### Page excerpt
▬▬▬▬▬▬
Always in danger of being overwhelmed by their much larger neighbor, Spain, the Portuguese began subcontracting their spice distribution to Dutch traders. Profits began to flow into Amsterdam, and the Dutch commercial fleet swiftly grew into one of the largest in the world. The Dutch quietly gained control of most of the shipping and trading of spices in Northern Europe. Then in 1580, Portugal fell under Spanish rule and the sweet deal for Dutch traders was over. As prices for pepper, nutmeg, and other spices soared across Europe, the Dutch found themselves locked out of the market. They decided to fight back.

In 1602 Dutch merchants founded the VOC -the Vereenigde Oostindische Compagnie, better known as the Dutch East India Company.By 1617 the VOC was the richest commercial operation in the world. With sheer ruthlessness… and nutmeg.

By the time the VOC was formed, nutmeg was already the favored spice in Europe. Aside from adding flavor to food and drinks, its aromatic qualities worked wonders to disguise the stench of decay in poorly preserved meats, always a problem in the days before refrigeration.

Then the plague years of the 17th century came. Thousands were dying across Europe, and doctors were desperate for a way to stop the spread of the disease. They decided nutmeg held the cure. Ladies carried nutmeg sachets around their necks to breathe through and avoid the pestilence of the air. Men added nutmeg to their snuff and inhaled it. Everybody wanted it, and many will willing to spare no expense to have it. Ten pounds of nutmeg cost one English penny at its Asian source, but had a London street value of 2 pounds, 10 shillings -68,000 times its original cost. The only problem was the short supply. And that’s where the Dutch found their opportunity.

Why made nutmeg so rare? The tree grew in only one place in the world: the Banda Islands of Indonesia. A tiny archipelago rising only a few meters above sea level, the islands were ruled by sultans who insisted on maintaining a neutral trading policy with foreign powers. This allowed them to avoid the presence of Portuguese or Spanish garrisons on their soil, but it also left them unprotected from other invaders.

In 1621 the Dutch swept in and took over. The Dutch had their monopoly …almost. One of the Banda Islands, called Run, was under control of the British. The little sliver of land (a fishing boat could only make landfall at high tide) was one of England’s first colonial outposts, dating to 1603. The Dutch attacked it in force in 1616, but it would take four years for them to finally defeat the combined British-Bandanese resistance.
▬▬▬▬▬▬
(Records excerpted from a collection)
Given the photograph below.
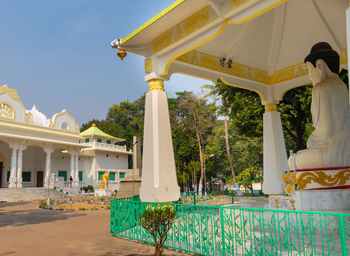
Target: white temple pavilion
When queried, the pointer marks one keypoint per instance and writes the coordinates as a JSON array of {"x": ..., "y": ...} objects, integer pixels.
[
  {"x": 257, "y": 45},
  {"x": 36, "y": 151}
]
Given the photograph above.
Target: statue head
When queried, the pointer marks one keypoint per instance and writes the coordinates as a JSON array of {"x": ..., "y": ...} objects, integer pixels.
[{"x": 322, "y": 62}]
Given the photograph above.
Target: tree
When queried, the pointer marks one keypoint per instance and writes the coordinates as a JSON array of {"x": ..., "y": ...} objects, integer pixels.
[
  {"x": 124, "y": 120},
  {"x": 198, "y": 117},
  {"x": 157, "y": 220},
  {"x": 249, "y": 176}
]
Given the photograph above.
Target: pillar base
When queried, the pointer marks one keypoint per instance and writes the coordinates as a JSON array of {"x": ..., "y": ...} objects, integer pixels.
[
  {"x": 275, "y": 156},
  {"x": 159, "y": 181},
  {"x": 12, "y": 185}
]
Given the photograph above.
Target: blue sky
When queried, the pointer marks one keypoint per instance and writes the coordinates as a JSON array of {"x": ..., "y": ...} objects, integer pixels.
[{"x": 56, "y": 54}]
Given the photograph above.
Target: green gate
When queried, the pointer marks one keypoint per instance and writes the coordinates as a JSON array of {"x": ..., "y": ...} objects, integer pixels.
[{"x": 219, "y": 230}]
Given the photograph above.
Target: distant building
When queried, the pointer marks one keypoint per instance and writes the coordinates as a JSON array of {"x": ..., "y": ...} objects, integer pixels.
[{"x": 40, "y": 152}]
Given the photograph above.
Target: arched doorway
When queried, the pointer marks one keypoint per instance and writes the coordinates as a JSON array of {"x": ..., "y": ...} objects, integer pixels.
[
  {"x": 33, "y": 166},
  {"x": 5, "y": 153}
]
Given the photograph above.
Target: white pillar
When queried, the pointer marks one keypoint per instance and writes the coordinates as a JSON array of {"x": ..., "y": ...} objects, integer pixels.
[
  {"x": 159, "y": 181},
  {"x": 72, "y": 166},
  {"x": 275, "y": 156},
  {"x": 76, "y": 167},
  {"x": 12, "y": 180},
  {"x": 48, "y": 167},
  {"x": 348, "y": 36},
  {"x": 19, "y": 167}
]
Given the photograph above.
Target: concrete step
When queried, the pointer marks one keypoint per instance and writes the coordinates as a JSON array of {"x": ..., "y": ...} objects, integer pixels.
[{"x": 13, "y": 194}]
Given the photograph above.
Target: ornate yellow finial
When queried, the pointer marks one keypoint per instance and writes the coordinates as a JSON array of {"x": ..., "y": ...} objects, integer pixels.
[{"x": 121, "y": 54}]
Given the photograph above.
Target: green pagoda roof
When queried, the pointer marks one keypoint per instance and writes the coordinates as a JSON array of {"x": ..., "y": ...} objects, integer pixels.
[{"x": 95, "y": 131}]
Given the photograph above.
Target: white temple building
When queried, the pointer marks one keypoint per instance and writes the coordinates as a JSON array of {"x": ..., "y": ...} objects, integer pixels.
▬▬▬▬▬▬
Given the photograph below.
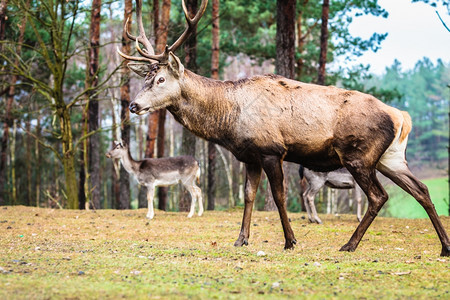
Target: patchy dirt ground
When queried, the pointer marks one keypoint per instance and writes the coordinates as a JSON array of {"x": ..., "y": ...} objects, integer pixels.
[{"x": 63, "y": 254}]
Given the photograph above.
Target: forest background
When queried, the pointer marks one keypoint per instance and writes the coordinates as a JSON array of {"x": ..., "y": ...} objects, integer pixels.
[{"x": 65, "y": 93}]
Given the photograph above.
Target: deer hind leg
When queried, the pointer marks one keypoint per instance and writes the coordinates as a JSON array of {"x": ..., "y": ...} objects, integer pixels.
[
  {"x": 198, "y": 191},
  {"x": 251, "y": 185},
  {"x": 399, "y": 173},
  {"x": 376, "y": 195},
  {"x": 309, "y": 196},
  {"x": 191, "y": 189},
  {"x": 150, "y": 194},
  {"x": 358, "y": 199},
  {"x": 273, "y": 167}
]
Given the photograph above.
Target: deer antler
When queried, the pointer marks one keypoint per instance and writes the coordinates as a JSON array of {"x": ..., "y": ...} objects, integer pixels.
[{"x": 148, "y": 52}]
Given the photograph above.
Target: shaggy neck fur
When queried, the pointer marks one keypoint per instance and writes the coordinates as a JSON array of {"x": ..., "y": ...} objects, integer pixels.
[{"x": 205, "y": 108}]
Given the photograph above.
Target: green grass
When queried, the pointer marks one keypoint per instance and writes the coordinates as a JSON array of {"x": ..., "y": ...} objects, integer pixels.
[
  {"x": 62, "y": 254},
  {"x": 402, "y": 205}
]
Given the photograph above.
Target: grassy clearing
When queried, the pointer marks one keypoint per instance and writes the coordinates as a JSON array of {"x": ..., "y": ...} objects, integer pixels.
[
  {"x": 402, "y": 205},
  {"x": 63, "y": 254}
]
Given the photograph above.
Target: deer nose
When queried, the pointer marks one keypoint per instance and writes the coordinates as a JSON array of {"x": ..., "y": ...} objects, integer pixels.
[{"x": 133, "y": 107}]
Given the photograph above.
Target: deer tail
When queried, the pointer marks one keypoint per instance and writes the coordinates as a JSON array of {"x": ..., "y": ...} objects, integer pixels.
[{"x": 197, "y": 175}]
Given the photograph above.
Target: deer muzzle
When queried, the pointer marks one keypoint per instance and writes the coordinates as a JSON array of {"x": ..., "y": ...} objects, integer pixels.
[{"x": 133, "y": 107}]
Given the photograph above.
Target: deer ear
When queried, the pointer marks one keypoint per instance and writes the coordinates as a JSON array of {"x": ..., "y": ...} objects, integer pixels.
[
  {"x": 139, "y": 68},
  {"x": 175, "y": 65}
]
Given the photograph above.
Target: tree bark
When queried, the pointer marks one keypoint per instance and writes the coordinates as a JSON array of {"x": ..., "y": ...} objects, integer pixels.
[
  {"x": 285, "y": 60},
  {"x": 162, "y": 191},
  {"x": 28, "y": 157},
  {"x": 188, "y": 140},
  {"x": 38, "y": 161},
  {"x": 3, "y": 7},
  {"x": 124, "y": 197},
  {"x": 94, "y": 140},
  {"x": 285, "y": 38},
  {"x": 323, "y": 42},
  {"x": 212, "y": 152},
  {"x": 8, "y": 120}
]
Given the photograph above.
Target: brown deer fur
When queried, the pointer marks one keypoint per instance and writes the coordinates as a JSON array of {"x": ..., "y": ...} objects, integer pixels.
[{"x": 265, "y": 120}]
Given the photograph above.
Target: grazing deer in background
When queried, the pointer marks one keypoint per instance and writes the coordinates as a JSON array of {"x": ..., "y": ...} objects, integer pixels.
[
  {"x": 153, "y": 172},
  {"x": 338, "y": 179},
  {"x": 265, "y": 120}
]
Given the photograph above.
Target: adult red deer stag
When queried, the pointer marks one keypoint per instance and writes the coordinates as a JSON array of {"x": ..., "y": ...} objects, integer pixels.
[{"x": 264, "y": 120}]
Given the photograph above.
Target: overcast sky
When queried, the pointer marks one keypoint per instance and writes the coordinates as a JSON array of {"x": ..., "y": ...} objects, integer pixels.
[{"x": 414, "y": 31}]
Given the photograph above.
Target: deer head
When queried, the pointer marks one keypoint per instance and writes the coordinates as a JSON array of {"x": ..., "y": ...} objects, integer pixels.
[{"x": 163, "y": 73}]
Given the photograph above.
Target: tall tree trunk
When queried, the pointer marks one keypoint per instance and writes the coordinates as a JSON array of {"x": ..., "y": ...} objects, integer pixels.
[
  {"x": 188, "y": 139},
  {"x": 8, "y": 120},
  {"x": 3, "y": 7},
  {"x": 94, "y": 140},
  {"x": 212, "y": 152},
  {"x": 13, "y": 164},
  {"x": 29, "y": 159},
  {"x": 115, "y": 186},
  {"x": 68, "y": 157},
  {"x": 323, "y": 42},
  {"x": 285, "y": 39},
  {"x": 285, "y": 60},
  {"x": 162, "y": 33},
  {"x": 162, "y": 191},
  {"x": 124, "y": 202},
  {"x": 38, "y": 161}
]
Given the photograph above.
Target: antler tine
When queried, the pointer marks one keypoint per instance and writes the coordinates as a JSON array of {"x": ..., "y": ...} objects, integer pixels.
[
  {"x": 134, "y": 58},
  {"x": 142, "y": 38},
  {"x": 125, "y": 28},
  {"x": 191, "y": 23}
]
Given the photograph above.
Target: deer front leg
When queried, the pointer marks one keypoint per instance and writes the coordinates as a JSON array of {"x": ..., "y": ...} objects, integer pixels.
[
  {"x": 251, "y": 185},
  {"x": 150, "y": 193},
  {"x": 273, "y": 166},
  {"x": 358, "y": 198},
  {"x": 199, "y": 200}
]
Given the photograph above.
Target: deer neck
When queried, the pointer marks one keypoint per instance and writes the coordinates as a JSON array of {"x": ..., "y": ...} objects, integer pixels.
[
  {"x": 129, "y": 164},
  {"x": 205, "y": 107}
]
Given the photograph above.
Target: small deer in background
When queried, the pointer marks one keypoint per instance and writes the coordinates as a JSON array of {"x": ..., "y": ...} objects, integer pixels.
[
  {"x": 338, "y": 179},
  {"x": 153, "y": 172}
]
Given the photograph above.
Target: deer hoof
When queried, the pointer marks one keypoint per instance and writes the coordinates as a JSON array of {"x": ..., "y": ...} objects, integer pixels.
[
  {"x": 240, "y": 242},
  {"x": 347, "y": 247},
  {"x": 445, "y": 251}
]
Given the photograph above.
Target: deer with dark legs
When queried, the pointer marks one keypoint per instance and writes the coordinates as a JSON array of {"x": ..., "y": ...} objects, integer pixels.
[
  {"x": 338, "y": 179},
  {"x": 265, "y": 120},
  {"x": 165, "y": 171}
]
▬▬▬▬▬▬
### Problems to work on
**A.** Rewrite the passage on the Dutch nutmeg trade from "Then the plague" up to and including "found their opportunity.", putting "Women" in place of "Ladies".
**B.** Using the passage on the Dutch nutmeg trade, state whether each statement agrees with it. Answer yes or no, and quote the words that decide it. (i) The VOC was founded in 1602. (ii) The nutmeg tree grew in several places across Indonesia. (iii) The Dutch defeated the resistance on Run in the same year they first attacked it.
**C.** Write a continuation of the passage on the Dutch nutmeg trade, starting after its last sentence.

### Per-task outputs
**A.**
Then the plague years of the 17th century came. Thousands were dying across Europe, and doctors were desperate for a way to stop the spread of the disease. They decided nutmeg held the cure. Women carried nutmeg sachets around their necks to breathe through and avoid the pestilence of the air. Men added nutmeg to their snuff and inhaled it. Everybody wanted it, and many will willing to spare no expense to have it. Ten pounds of nutmeg cost one English penny at its Asian source, but had a London street value of 2 pounds, 10 shillings -68,000 times its original cost. The only problem was the short supply. And that’s where the Dutch found their opportunity.

**B.**
(i) Yes: "In 1602 Dutch merchants founded the VOC"
(ii) No: "The tree grew in only one place in the world: the Banda Islands of Indonesia."
(iii) No: "it would take four years for them to finally defeat the combined British-Bandanese resistance."

**C.**
But the English still didn’t give up; they continued to press their claim to the island through two Anglo-Dutch wars. The battles exhausted both sides, leading to a compromise settlement, the Treaty of Breda, in 1667 -and one of history’s greatest ironies. Intent on securing their hold over every nutmeg island in Southeast Asia, the Dutch offered a trade: if the British would give them Run, they would in turn give Britain a far-away, much less valuable island that the British had already occupied illegally since 1664. The British agreed. That other island: Manhattan, which is how New Amsterdam became New York.

The Dutch now had complete control over the nutmeg trade. A happy ending for Holland? Hardly. By the end of the 17th century, the Dutch East India Company was bankrupt. Constant wars with rival powers, rebellion from the islanders, and just plain bad luck -some might say bad karma- eventually broke the back of the Dutch spice cartel.

  •  In 1770 a Frenchman named Pierre Poivre (“Peter Pepper”) successfully smuggled nutmeg plants to safety in Mauritius, an island off the coast of Africa, where they were subsequently exported to the Caribbean. The plants thrived on the islands, especially Grenada.
  •  In 1778 a volcanic eruption in the Banda region caused a tsunami that wiped out half the nutmeg groves.
  • In 1809 the English returned to Indonesia and seized the Banda Islands by force. They returned the islands to the Dutch in 1817, but not before transplanting hundreds of nutmeg seedlings to plantations in India, Ceylon (now Sri Lanka), and Singapore. The Dutch were out; the nutmeg monopoly was over. While they would go on to have success trading steeland coal (not to mention tulips), the Netherlands declined as a colonial power, and they never again dominated European commerce.